::: Source data :::

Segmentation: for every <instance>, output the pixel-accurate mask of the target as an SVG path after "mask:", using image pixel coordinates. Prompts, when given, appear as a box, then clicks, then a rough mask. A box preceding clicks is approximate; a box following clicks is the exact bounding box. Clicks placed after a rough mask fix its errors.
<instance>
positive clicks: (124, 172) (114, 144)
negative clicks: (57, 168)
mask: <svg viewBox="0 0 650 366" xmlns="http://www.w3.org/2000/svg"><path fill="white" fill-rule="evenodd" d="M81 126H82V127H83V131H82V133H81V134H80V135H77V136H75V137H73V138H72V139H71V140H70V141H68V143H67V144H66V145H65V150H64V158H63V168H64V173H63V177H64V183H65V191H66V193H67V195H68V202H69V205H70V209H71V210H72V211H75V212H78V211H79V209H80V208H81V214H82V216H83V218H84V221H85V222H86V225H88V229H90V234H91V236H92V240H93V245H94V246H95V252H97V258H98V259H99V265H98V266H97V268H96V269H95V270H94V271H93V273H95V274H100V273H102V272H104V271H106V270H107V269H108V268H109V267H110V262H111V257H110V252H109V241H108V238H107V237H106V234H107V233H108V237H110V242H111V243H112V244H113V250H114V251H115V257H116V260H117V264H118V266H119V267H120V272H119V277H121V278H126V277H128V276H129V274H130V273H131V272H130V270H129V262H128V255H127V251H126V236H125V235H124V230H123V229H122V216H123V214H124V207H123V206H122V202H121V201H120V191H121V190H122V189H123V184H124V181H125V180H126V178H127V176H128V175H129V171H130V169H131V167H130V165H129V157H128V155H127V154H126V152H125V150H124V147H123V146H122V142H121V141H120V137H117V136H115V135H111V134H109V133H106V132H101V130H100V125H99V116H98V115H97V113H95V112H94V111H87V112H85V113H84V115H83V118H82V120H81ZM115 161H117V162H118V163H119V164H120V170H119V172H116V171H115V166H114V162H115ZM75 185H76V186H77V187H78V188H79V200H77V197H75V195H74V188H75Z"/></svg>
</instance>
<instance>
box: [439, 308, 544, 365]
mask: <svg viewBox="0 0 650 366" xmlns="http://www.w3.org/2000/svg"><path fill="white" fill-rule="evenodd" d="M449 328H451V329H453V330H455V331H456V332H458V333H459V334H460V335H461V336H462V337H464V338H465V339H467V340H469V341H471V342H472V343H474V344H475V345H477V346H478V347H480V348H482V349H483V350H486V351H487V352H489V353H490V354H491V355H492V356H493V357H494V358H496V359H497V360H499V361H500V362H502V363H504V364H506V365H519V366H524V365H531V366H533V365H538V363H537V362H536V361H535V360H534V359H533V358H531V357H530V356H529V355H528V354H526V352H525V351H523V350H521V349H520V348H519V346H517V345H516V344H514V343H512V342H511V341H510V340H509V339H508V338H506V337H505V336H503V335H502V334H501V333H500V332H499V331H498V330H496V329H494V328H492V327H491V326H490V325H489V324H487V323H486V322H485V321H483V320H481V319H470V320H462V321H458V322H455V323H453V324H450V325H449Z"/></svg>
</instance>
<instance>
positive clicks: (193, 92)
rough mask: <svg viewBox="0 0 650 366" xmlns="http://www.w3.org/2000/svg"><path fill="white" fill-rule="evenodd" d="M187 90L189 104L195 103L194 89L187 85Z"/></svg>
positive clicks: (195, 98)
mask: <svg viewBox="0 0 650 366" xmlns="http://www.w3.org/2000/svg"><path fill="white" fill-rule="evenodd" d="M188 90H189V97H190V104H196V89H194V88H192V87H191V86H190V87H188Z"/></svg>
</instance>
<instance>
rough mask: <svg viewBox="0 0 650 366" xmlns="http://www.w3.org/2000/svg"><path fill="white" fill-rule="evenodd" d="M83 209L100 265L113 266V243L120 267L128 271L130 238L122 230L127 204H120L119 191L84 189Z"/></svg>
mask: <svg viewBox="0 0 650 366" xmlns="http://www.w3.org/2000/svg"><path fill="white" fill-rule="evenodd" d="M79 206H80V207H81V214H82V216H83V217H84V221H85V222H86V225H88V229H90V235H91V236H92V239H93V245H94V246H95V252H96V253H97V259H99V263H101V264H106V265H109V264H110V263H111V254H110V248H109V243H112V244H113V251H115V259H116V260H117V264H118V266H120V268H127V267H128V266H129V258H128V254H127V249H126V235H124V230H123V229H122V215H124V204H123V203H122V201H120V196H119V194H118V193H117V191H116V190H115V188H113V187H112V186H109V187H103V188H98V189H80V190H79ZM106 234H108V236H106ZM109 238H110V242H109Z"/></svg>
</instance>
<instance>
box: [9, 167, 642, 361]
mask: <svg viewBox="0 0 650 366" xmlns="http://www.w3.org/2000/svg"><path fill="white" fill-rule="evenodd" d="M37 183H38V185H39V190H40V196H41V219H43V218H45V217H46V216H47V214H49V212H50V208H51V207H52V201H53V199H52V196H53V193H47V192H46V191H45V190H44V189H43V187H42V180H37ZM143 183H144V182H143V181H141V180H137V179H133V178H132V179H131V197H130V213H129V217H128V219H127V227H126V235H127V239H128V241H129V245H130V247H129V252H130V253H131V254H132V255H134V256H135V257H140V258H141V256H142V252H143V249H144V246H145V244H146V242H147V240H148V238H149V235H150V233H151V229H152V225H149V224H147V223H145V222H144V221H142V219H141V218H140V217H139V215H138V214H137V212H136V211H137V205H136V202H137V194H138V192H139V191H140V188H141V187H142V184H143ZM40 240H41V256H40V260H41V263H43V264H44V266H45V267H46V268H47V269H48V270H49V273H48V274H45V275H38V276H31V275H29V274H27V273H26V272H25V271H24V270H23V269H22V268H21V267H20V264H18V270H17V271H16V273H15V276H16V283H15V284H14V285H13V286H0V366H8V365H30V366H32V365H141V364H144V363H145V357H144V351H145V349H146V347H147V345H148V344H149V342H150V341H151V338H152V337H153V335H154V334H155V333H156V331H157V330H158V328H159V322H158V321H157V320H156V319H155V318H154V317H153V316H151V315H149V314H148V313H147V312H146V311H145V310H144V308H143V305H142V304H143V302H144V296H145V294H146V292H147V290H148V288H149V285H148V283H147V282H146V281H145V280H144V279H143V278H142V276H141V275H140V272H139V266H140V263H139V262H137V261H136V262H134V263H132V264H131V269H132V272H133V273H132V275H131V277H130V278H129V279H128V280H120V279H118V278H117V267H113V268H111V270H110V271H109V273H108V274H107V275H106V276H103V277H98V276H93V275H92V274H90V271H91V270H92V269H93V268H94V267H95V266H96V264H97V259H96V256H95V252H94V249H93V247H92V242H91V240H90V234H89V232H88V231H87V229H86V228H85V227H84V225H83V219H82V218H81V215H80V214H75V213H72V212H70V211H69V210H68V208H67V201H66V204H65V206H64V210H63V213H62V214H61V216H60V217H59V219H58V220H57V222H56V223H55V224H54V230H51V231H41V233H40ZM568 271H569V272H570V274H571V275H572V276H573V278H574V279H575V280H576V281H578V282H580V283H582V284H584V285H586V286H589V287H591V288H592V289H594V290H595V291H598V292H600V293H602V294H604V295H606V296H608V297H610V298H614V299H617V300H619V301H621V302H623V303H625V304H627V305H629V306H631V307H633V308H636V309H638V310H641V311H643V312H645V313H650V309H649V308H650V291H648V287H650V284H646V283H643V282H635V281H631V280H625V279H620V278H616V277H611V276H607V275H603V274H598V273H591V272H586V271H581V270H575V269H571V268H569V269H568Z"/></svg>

:::

*Task brief:* Set every line of the data down again, word for word.

*Task output:*
Segmentation: for every <instance>, output the pixel-accurate mask of the target as an SVG path after "mask:", using image pixel coordinates. Prompts, when given, appear as a box, then clicks, then a rough mask. A box preceding clicks is approximate; a box following clicks is the exact bounding box. Clicks placed after a rough mask fix its errors.
<instance>
positive clicks: (124, 172) (114, 144)
negative clicks: (57, 168)
mask: <svg viewBox="0 0 650 366" xmlns="http://www.w3.org/2000/svg"><path fill="white" fill-rule="evenodd" d="M81 126H82V127H83V131H82V133H81V134H80V135H77V136H75V137H73V138H72V139H71V140H70V141H68V143H67V144H66V145H65V150H64V158H63V168H64V173H63V177H64V183H65V191H66V193H67V195H68V202H69V205H70V209H71V210H72V211H75V212H78V211H79V209H80V208H81V214H82V216H83V218H84V221H85V222H86V225H88V229H90V234H91V236H92V240H93V245H94V246H95V252H97V258H98V259H99V265H98V266H97V268H96V269H95V270H94V271H93V273H95V274H100V273H102V272H104V271H106V270H107V269H108V268H109V267H110V262H111V257H110V252H109V241H108V238H107V237H106V234H107V233H108V237H110V242H111V243H112V244H113V250H114V251H115V257H116V260H117V264H118V266H119V267H120V272H119V277H121V278H126V277H128V276H129V274H130V273H131V272H130V270H129V262H128V255H127V251H126V236H125V235H124V230H123V229H122V216H123V214H124V207H123V206H122V202H121V201H120V191H121V190H122V189H123V184H124V181H125V180H126V178H127V176H128V175H129V171H130V169H131V167H130V165H129V157H128V155H127V154H126V152H125V150H124V147H123V146H122V142H121V141H120V137H117V136H115V135H111V134H109V133H106V132H101V130H100V125H99V116H98V115H97V113H95V112H94V111H87V112H85V113H84V115H83V118H82V120H81ZM115 161H117V162H118V163H119V164H120V170H119V172H116V171H115V166H114V162H115ZM75 185H76V186H77V187H78V188H79V200H77V197H75V195H74V188H75Z"/></svg>
</instance>
<instance>
box: [439, 308, 544, 365]
mask: <svg viewBox="0 0 650 366" xmlns="http://www.w3.org/2000/svg"><path fill="white" fill-rule="evenodd" d="M449 328H451V329H453V330H455V331H456V332H458V333H459V334H460V335H461V336H462V337H464V338H465V339H467V340H469V341H471V342H472V343H474V344H475V345H477V346H478V347H480V348H482V349H483V350H486V351H487V352H489V353H490V354H491V355H492V356H493V357H494V358H496V359H497V360H499V361H500V362H502V363H504V364H506V365H519V366H524V365H531V366H533V365H538V363H537V362H536V361H535V360H534V359H533V358H531V357H530V356H529V355H528V354H526V352H525V351H523V350H521V349H520V348H519V346H517V345H516V344H514V343H512V342H511V341H510V340H509V339H508V338H506V337H505V336H503V335H502V334H501V333H500V332H499V331H498V330H496V329H494V328H492V327H491V326H490V325H489V324H487V323H486V322H485V321H483V320H481V319H470V320H462V321H458V322H455V323H453V324H450V325H449Z"/></svg>
</instance>
<instance>
positive clicks: (193, 92)
rough mask: <svg viewBox="0 0 650 366" xmlns="http://www.w3.org/2000/svg"><path fill="white" fill-rule="evenodd" d="M187 90L189 104L195 103L194 89L187 85Z"/></svg>
positive clicks: (195, 98)
mask: <svg viewBox="0 0 650 366" xmlns="http://www.w3.org/2000/svg"><path fill="white" fill-rule="evenodd" d="M188 90H189V97H190V104H196V89H194V88H192V87H191V86H190V87H188Z"/></svg>
</instance>
<instance>
rough mask: <svg viewBox="0 0 650 366" xmlns="http://www.w3.org/2000/svg"><path fill="white" fill-rule="evenodd" d="M83 209L100 265L113 266V243L120 267L128 271L130 238L122 230L127 204H120L119 191L84 189Z"/></svg>
mask: <svg viewBox="0 0 650 366" xmlns="http://www.w3.org/2000/svg"><path fill="white" fill-rule="evenodd" d="M79 206H80V207H81V214H82V216H83V217H84V221H85V222H86V225H88V229H90V235H91V236H92V239H93V245H94V246H95V252H96V253H97V259H99V263H101V264H106V265H109V264H110V263H111V254H110V248H109V243H112V244H113V251H115V259H116V260H117V264H118V266H120V268H127V267H128V266H129V258H128V254H127V249H126V235H124V230H123V229H122V215H124V204H123V203H122V201H120V196H119V194H118V193H117V191H116V190H115V188H113V187H112V186H109V187H103V188H98V189H80V190H79ZM106 234H108V236H106ZM109 238H110V242H109Z"/></svg>
</instance>
<instance>
box: [9, 167, 642, 361]
mask: <svg viewBox="0 0 650 366" xmlns="http://www.w3.org/2000/svg"><path fill="white" fill-rule="evenodd" d="M37 183H38V185H39V190H40V196H41V219H43V218H45V217H46V216H47V214H49V212H50V208H51V207H52V201H53V199H52V196H53V193H47V192H46V191H45V190H44V189H43V187H42V180H37ZM143 183H144V182H143V181H141V180H137V179H133V178H132V179H131V197H130V213H129V217H128V219H127V227H126V235H127V239H128V241H129V245H130V247H129V252H130V253H131V254H132V255H134V256H135V257H140V258H141V256H142V252H143V249H144V246H145V244H146V242H147V240H148V238H149V235H150V233H151V229H152V225H149V224H147V223H145V222H144V221H142V219H141V218H140V217H139V215H138V214H137V212H136V211H137V205H136V202H137V194H138V192H139V191H140V188H141V187H142V184H143ZM40 240H41V256H40V260H41V263H43V264H44V266H45V267H46V268H47V269H48V270H49V273H48V274H45V275H38V276H31V275H29V274H27V273H26V272H25V271H24V270H23V269H22V268H21V267H20V264H18V270H17V271H16V273H15V276H16V283H15V284H14V285H13V286H0V366H8V365H30V366H32V365H141V364H144V363H145V357H144V351H145V349H146V347H147V345H148V344H149V342H150V341H151V338H152V337H153V335H154V334H155V333H156V331H157V330H158V328H159V322H158V321H157V320H156V319H155V318H154V317H153V316H151V315H149V314H148V313H147V312H146V311H145V310H144V308H143V305H142V304H143V302H144V296H145V294H146V292H147V290H148V288H149V285H148V283H147V282H146V281H145V280H144V279H143V278H142V276H141V275H140V272H139V266H140V263H139V262H137V261H136V262H134V263H132V264H131V269H132V272H133V273H132V275H131V277H130V278H129V279H128V280H120V279H118V278H117V267H113V268H111V270H110V271H109V273H108V274H107V275H106V276H103V277H98V276H93V275H92V274H90V271H91V270H92V269H93V268H94V267H95V266H96V264H97V259H96V256H95V252H94V249H93V247H92V242H91V240H90V234H89V232H88V231H87V229H86V228H85V227H84V225H83V219H82V218H81V215H80V214H75V213H72V212H70V211H69V210H68V208H67V201H66V204H65V206H64V210H63V213H62V214H61V216H60V217H59V219H58V220H57V222H56V223H55V224H54V230H51V231H41V233H40ZM568 271H569V272H570V274H571V275H572V276H573V278H574V279H575V280H576V281H578V282H580V283H582V284H584V285H586V286H589V287H591V288H592V289H594V290H595V291H598V292H600V293H602V294H604V295H606V296H608V297H610V298H614V299H617V300H619V301H621V302H623V303H625V304H627V305H629V306H631V307H633V308H636V309H638V310H641V311H643V312H645V313H650V309H649V308H650V291H648V287H650V284H646V283H643V282H635V281H631V280H625V279H620V278H616V277H611V276H607V275H603V274H598V273H591V272H586V271H581V270H575V269H571V268H569V269H568Z"/></svg>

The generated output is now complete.